[PROBLEM DESCRIPTION] Reproduce all of the following lines in full, requests included, and multiply each point coordinate in the answers by 2.5, rounding every result to the nearest whole number with halves rounded up. Leave the numbers in the requests and in their sample formats unchanged.

[DATA LINES]
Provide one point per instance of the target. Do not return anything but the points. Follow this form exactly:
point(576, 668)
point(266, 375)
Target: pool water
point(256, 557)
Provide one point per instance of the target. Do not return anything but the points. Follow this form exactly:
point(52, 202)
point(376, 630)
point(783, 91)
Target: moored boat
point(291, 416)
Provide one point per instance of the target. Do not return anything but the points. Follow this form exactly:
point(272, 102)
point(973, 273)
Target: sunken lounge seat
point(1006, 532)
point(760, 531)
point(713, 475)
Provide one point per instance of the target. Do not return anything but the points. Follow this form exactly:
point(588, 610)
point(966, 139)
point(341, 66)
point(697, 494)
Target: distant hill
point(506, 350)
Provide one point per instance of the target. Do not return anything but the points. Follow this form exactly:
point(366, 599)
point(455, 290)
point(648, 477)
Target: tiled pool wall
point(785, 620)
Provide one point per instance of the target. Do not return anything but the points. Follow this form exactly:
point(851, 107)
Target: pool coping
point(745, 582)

[RESPONSE TO THIS TASK]
Provide one point per instance of the target. Do not return anything but the points. Follow this form exactly:
point(576, 668)
point(266, 375)
Target: pool water
point(640, 1393)
Provide one point per instance of the target. Do not return anything but the points. Follow this form exactly:
point(52, 202)
point(376, 630)
point(783, 91)
Target: moored boat
point(728, 1040)
Provide one point per instance of the target. Do not return anything but the points. Follow this form exactly:
point(272, 102)
point(973, 273)
Target: sunken lounge seat
point(2515, 1330)
point(1900, 1328)
point(1783, 1188)
Provide one point per instance of the target. Do not return anything but the points. Follow this form exactly:
point(588, 610)
point(966, 139)
point(341, 66)
point(697, 494)
Target: distant hill
point(1265, 875)
Provide one point per instance of the target. Do not return anything but the points. Follow this form exactly:
point(366, 599)
point(455, 290)
point(648, 477)
Target: tiled pool wall
point(1963, 1550)
Provide one point per instance of the target. Do not return anything but the points. Follow this form exactly:
point(851, 107)
Target: pool coping
point(1863, 1455)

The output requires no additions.